══ 抜粋 ══

渓流詩人の徒然日記

知恵の浅い僕らは僕らの所有でないところの時の中を迷う(パンセ) 渓流詩人の徒然日記 ~since May, 2003~

トラブル不具合が起きた時の対処(2017年9月記事再掲)

2024年02月16日 | open



本業の仕事でも学業でも趣味
の世界でも、対処の仕方は同
じである。

まず不具合が出た起因を掘り
下げて正確に確定し、さらに

その根本原因を特定する。
現象が起きたことの観察は誰
でもできることだろう。

例えば銃でいうならば自動小
銃や半自動拳銃の回転不良=

=カートリッヂの噛みこみ=
ジャミングが起きたら、その

起きたことは誰でも認識でき
る。

駆けっこで走者が転んだら、
転んだことは誰でも現認でき

る。オートバイのスポーツ
ライディングも全く同じだ。

問題はそこから先だ。
なぜそういう現象が起きたの
かをまず論理的かつ理論的に

解析しなければならない。
問題発生が何に起因するのか
を当初は推定ながらも、多角
的に検証していく。

そして、その発生に至る根本
原因を探り当てて、それへの

対処法(必ず複数ある)のう
ち何が一番適切であるかを選
択していくのである。


今回、友人に進呈する頂き物
の元私所有の電動ガン(やや

こしい)の機関部=メカボッ
クスを耐久性等を考慮して

完全にノーマルに全パーツを
樹脂軸受に至るまで戻すこと

にした。
メタルギアの軸受については、
私はメタル軸受の選択搭載に
は非常に疑問がある。

これは日本刀の実用性におい
て、鉄目釘よりも絶対に竹目
釘(しかも粘って硬いという
特殊な竹。ただの乾燥竹は×)
のほうが刀剣の斬撃には適し
ているという理由にも通じる
ものがある。

電動ガンのメタルギアの軸受
は絶対にメタル軸受やベアリ
ング軸受よりもデルリン®等
の工業樹脂製の軸受のほうが
トラブルが少ない。


今回のトラブルの症状は、突
然ギアがクラッシュではなく

固着停止し、逆転防止ラッチ
が深くベベルギアの逆転防止

溝に噛みこんで前にも後ろに
もまったく回転しないという

状態が発生した。
旧式メカボックス(略称メカ
ボ)には三種類のギアがある。

═══

作業指示:
電動ガンの不具合への対処を綴った抜粋について、最後の文の後から続きを書き進めてください。

══ 提供資料 ══

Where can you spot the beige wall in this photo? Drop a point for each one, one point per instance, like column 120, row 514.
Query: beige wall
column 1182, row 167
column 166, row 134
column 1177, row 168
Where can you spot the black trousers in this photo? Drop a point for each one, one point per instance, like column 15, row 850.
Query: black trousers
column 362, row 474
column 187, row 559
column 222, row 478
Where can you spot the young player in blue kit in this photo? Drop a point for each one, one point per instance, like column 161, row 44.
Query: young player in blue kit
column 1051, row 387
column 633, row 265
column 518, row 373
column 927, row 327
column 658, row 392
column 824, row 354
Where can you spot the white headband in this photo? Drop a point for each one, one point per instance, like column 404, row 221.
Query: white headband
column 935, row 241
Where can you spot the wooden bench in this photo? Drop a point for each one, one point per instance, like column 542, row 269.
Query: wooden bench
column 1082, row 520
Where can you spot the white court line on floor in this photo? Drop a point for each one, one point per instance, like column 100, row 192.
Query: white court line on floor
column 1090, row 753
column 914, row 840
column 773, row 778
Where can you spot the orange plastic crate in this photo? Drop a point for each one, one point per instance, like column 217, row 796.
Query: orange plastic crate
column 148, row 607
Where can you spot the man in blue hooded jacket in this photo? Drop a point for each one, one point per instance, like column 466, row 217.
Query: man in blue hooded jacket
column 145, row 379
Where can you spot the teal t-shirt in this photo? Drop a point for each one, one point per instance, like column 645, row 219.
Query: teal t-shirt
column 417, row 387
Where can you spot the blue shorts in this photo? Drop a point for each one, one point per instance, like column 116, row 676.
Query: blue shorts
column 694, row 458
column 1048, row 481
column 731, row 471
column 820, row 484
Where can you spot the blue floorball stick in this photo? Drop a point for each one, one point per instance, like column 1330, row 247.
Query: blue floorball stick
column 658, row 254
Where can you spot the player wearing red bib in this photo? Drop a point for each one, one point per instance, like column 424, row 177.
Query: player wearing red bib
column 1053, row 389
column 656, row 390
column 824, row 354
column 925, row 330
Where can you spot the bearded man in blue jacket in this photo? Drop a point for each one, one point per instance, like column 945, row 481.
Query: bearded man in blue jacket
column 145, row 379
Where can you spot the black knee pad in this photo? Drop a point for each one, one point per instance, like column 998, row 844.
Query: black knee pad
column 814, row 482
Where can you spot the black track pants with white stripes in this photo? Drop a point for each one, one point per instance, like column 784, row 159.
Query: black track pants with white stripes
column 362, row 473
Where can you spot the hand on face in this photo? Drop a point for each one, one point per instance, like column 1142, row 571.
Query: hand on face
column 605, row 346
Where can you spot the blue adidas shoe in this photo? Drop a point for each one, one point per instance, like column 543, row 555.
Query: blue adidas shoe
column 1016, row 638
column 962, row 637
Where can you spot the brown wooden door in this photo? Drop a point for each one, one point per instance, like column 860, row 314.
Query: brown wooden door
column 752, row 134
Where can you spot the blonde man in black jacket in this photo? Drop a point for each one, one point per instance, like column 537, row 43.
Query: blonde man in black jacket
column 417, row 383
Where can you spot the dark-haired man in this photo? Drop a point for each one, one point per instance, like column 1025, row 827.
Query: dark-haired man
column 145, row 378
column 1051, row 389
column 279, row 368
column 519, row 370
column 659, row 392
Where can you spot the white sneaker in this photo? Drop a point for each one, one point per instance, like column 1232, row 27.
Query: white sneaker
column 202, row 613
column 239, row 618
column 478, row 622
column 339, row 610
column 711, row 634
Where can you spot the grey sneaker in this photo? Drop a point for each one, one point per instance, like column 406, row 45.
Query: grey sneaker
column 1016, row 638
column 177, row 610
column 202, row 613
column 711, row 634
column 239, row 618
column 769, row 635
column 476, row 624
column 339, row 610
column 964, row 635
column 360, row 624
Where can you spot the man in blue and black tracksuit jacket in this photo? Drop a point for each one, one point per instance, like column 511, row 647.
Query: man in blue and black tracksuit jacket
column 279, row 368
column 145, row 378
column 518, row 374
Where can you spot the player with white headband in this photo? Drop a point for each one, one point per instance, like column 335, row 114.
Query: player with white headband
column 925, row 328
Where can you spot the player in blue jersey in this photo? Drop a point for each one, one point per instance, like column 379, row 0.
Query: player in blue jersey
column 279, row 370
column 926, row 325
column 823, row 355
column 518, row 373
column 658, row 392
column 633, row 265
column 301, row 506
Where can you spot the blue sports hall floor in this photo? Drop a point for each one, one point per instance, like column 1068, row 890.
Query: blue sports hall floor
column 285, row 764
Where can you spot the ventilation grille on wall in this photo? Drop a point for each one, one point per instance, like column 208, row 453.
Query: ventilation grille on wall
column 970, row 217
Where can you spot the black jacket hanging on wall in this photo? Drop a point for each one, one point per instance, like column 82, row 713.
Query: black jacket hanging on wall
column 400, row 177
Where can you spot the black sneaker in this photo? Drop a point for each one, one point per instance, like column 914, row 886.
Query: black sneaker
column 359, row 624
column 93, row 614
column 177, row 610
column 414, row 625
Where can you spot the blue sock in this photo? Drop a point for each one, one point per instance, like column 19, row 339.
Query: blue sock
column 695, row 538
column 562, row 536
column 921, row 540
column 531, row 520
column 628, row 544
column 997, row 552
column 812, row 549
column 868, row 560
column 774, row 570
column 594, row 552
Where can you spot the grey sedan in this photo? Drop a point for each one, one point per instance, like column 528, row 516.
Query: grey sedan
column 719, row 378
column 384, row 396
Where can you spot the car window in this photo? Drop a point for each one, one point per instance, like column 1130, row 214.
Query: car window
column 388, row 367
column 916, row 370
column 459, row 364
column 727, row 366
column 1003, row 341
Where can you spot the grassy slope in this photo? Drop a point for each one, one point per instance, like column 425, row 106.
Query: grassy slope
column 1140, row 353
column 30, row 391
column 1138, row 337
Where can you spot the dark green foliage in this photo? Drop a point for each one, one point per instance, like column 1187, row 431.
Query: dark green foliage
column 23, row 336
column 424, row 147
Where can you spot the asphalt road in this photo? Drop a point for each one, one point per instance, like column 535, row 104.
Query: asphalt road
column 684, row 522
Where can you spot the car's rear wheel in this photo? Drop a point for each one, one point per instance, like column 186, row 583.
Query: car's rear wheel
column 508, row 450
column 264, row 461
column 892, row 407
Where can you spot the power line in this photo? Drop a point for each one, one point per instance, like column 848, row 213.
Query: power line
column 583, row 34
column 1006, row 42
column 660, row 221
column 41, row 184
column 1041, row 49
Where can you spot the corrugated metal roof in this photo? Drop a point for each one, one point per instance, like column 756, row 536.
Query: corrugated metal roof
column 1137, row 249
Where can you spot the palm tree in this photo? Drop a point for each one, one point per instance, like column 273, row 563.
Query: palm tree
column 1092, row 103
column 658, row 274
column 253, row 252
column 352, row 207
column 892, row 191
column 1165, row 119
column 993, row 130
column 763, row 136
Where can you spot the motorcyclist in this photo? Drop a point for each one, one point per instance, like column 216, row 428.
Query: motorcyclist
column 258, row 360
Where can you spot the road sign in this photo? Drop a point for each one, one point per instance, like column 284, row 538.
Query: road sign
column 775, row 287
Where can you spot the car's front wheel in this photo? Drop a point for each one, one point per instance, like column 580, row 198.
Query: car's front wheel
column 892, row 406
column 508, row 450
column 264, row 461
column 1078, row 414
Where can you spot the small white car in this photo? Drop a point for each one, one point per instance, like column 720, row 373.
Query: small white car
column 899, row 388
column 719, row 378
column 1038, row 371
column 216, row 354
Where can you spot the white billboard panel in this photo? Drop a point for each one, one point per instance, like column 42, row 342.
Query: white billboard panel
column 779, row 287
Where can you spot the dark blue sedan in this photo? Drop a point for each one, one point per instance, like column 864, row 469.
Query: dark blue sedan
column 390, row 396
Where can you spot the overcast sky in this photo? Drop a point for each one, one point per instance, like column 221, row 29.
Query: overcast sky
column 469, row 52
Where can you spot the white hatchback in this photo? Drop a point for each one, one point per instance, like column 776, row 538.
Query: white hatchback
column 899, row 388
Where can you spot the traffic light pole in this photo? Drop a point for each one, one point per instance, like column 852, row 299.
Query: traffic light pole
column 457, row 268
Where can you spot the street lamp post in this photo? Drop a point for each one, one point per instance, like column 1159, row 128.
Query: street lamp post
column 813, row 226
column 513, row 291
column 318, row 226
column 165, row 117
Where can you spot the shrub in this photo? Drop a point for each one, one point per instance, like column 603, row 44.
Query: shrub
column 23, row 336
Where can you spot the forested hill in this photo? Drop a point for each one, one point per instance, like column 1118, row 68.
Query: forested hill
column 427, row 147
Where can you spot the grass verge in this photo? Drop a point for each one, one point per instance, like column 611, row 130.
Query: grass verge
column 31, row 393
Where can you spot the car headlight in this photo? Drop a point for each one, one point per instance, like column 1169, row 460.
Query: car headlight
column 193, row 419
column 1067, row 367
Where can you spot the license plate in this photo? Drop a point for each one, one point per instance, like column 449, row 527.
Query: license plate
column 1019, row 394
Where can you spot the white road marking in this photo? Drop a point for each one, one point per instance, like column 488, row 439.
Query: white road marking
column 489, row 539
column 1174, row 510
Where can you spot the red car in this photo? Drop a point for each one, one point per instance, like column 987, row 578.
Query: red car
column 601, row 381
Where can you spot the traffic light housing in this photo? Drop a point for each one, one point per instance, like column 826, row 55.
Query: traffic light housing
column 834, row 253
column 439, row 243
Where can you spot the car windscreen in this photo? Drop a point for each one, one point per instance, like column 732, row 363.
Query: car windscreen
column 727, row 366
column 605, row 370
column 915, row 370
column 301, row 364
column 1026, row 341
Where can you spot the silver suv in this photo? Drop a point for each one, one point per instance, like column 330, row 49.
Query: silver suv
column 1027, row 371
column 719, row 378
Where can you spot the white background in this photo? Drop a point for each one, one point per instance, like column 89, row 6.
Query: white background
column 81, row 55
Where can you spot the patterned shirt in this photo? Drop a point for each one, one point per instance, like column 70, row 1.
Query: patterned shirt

═══

結果:
セクターギア:ピストン下部
のギヤに噛んで円運動を横運
動に変換してピストンを後退
させるためのギア。sector
(扇形)になっており、ある
位置まで回るとピストンを最
後方まで押し下げてそこから
ギアの歯車がない部分が空回
りすることでピストンはスプ
リングの力により前進する。

ピストンとシリンダーの構造
は注射や水鉄砲と同じである。

耐荷以上の負荷がかかった場
合、このセクタギアが破損す
ることによりメカボ全体の重
篤な破壊を防止することがで
きる。

従って、材質はホワイトメタ
ル等の「損耗しやすい」材質と

なっており、ここにステンレ
スギア等の強化パーツを使う

のは別な問題を惹起させる可
能性がある。


スパーギア:spur(拍車)型
の二重ギアでモーターからの
動力回転が伝えられたベベル
ギアの回転を異なるギヤ比で
減速させてセクターギアを回
すための重要なギア。文字通
り、ピストンの後退運動に拍
車をかけるためのギアで、焼
結高硬度素材で製作されてい
る。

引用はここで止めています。